begin Entries supplied

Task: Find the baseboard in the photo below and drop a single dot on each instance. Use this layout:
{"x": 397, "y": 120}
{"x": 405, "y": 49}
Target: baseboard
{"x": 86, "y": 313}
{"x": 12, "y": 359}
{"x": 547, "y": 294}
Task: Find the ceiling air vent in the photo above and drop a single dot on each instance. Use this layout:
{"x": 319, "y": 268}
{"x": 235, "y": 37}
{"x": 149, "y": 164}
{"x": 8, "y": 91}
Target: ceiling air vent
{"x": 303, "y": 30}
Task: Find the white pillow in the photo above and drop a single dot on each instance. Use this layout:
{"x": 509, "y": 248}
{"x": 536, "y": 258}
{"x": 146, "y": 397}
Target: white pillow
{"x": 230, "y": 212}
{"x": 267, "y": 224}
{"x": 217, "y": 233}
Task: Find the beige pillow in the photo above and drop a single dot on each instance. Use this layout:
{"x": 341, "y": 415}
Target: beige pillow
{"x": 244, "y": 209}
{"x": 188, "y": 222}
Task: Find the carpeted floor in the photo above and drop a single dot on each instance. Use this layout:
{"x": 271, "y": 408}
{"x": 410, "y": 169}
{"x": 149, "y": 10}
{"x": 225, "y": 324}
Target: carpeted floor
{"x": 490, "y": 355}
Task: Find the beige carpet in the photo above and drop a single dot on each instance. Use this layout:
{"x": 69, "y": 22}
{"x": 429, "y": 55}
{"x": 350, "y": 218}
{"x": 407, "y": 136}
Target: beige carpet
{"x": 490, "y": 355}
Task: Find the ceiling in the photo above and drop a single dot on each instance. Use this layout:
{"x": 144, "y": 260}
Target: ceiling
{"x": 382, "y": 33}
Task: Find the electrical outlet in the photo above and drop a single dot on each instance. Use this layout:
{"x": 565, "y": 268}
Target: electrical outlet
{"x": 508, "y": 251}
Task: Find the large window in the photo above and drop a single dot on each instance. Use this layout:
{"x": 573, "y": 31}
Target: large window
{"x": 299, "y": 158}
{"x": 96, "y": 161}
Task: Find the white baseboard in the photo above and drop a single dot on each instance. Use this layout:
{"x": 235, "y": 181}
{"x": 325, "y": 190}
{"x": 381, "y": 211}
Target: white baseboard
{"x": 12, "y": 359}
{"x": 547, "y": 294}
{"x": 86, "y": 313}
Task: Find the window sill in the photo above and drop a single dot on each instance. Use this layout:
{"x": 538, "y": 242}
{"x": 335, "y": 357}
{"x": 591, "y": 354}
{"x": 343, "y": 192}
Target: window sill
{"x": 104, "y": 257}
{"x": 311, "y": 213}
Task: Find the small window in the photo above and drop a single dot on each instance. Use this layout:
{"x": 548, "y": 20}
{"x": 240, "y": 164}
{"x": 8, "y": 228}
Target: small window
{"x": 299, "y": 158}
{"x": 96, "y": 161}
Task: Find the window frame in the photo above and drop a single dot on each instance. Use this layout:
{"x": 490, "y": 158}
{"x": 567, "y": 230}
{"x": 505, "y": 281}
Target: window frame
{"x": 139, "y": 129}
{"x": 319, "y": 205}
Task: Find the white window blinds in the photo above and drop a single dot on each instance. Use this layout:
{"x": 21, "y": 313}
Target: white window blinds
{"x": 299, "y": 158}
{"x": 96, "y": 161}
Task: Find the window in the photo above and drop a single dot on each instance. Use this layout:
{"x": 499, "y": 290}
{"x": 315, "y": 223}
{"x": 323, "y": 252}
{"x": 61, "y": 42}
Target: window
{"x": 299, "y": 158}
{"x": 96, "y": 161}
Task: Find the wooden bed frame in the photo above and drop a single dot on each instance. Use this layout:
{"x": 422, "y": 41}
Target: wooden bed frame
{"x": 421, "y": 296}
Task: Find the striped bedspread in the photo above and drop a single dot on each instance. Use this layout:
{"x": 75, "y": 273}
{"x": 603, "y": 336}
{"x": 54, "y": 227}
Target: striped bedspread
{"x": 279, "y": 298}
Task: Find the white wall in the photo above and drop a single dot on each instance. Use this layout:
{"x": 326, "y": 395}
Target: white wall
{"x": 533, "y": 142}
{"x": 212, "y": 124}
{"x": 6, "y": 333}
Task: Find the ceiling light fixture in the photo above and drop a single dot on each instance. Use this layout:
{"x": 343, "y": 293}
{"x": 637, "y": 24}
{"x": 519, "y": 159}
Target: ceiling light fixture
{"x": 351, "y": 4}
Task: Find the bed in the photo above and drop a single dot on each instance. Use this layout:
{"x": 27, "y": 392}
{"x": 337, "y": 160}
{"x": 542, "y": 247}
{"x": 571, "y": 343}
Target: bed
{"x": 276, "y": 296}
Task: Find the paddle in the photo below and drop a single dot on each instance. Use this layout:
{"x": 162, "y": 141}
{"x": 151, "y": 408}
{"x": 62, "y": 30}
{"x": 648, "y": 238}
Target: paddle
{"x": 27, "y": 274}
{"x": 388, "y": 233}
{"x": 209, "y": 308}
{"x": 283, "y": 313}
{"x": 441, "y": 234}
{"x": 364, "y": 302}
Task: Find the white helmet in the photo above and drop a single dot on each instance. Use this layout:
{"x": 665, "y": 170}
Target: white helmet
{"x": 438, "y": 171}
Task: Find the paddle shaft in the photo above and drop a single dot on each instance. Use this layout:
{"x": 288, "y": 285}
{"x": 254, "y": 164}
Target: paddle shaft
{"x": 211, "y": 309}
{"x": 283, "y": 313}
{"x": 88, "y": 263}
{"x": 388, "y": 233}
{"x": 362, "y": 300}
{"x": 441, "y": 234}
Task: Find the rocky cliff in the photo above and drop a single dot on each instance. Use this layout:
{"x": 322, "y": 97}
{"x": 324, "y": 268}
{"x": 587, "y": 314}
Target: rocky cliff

end Entries supplied

# Exercise requirements
In full and verbatim, repeat the records given above.

# Solved problem
Task: Find the baseboard in the photo below and drop a single dot on each instance. Use this layout:
{"x": 397, "y": 120}
{"x": 405, "y": 49}
Target: baseboard
{"x": 86, "y": 313}
{"x": 12, "y": 359}
{"x": 547, "y": 294}
Task: Find the ceiling air vent in the photo above and drop a single dot on each instance. Use this layout:
{"x": 319, "y": 268}
{"x": 235, "y": 37}
{"x": 149, "y": 164}
{"x": 8, "y": 91}
Target: ceiling air vent
{"x": 303, "y": 30}
Task: Find the white pillow in the photo above and drop a single dot on each instance. Use this layout:
{"x": 509, "y": 248}
{"x": 536, "y": 258}
{"x": 146, "y": 397}
Target: white pillow
{"x": 230, "y": 212}
{"x": 267, "y": 224}
{"x": 217, "y": 233}
Task: Find the beige pillow in the photo above and drop a single dot on each instance. Use this layout:
{"x": 341, "y": 415}
Target: beige pillow
{"x": 244, "y": 209}
{"x": 188, "y": 222}
Task: Find the carpeted floor in the photo above and drop a single dot on each instance. Use this layout:
{"x": 271, "y": 408}
{"x": 410, "y": 169}
{"x": 149, "y": 10}
{"x": 225, "y": 324}
Target: carpeted floor
{"x": 490, "y": 355}
Task: Find the beige carpet in the photo above and drop a single dot on each instance. Use this layout:
{"x": 69, "y": 22}
{"x": 429, "y": 55}
{"x": 350, "y": 218}
{"x": 407, "y": 136}
Target: beige carpet
{"x": 490, "y": 355}
Task: Find the ceiling in the photo above and drop a single dot on each instance. Use this layout:
{"x": 144, "y": 260}
Target: ceiling
{"x": 382, "y": 33}
Task: Find the electrical outlet in the photo above and drop a single dot on each instance. Use this layout:
{"x": 565, "y": 268}
Target: electrical outlet
{"x": 508, "y": 251}
Task: Find the large window in the photo above and drop a single dot on each instance. Use this layout:
{"x": 573, "y": 31}
Target: large window
{"x": 299, "y": 158}
{"x": 96, "y": 161}
Task: Find the white baseboard in the photo above and drop a single dot on each instance. Use this layout:
{"x": 235, "y": 181}
{"x": 325, "y": 190}
{"x": 381, "y": 211}
Target: white baseboard
{"x": 12, "y": 359}
{"x": 547, "y": 294}
{"x": 86, "y": 313}
Task: Find the window sill in the photo above and drop a single dot on each instance. Use this layout:
{"x": 538, "y": 242}
{"x": 335, "y": 357}
{"x": 591, "y": 354}
{"x": 343, "y": 192}
Target: window sill
{"x": 104, "y": 257}
{"x": 311, "y": 213}
Task: Find the small window in the photo above and drop a single dot on each instance. Use this layout:
{"x": 548, "y": 20}
{"x": 240, "y": 164}
{"x": 8, "y": 228}
Target: small window
{"x": 299, "y": 158}
{"x": 96, "y": 161}
Task: Find the window frame in the photo above and drop a single dot on each instance. Use this layout:
{"x": 490, "y": 158}
{"x": 567, "y": 230}
{"x": 505, "y": 281}
Target: window frame
{"x": 139, "y": 129}
{"x": 319, "y": 205}
Task: Find the white window blinds in the photo above and drop a single dot on each instance. Use this layout:
{"x": 21, "y": 313}
Target: white window blinds
{"x": 299, "y": 158}
{"x": 96, "y": 161}
Task: Find the window in the photo above and drop a single dot on each instance. Use this layout:
{"x": 499, "y": 290}
{"x": 315, "y": 223}
{"x": 323, "y": 252}
{"x": 61, "y": 42}
Target: window
{"x": 299, "y": 158}
{"x": 96, "y": 161}
Task: Find the wooden bed frame in the photo above and drop a single dot on each instance. Use this layout:
{"x": 422, "y": 41}
Target: wooden bed frame
{"x": 421, "y": 296}
Task: Find the striped bedspread in the photo above and drop a single dot on each instance. Use this layout:
{"x": 75, "y": 273}
{"x": 603, "y": 336}
{"x": 54, "y": 227}
Target: striped bedspread
{"x": 279, "y": 298}
Task: Find the white wall in the photo above and drop a single dot on each instance. Use this layout:
{"x": 326, "y": 395}
Target: white wall
{"x": 533, "y": 142}
{"x": 212, "y": 124}
{"x": 6, "y": 333}
Task: Find the ceiling light fixture in the photo above and drop a single dot on each instance. Use this layout:
{"x": 343, "y": 293}
{"x": 637, "y": 24}
{"x": 519, "y": 159}
Target: ceiling light fixture
{"x": 351, "y": 4}
Task: Find the bed in the photo above and drop a single dot on each instance. Use this layout:
{"x": 27, "y": 392}
{"x": 337, "y": 160}
{"x": 542, "y": 247}
{"x": 571, "y": 343}
Target: bed
{"x": 276, "y": 296}
Task: Find the paddle in the photo below and drop a single dot on each instance. Use this layout:
{"x": 162, "y": 141}
{"x": 151, "y": 408}
{"x": 62, "y": 30}
{"x": 648, "y": 238}
Target: paddle
{"x": 27, "y": 274}
{"x": 388, "y": 233}
{"x": 209, "y": 308}
{"x": 283, "y": 313}
{"x": 441, "y": 234}
{"x": 364, "y": 302}
Task: Find the white helmet in the photo above and drop a single dot on each instance. Use this layout:
{"x": 665, "y": 170}
Target: white helmet
{"x": 438, "y": 171}
Task: Find the paddle shaft in the photo above and drop a single dot on each instance. Use this layout:
{"x": 288, "y": 285}
{"x": 254, "y": 164}
Target: paddle shaft
{"x": 211, "y": 309}
{"x": 283, "y": 313}
{"x": 88, "y": 263}
{"x": 388, "y": 233}
{"x": 362, "y": 300}
{"x": 441, "y": 234}
Task: Find the rocky cliff in the photo above and drop a single dot on each instance. Use this layout:
{"x": 322, "y": 97}
{"x": 324, "y": 268}
{"x": 587, "y": 314}
Target: rocky cliff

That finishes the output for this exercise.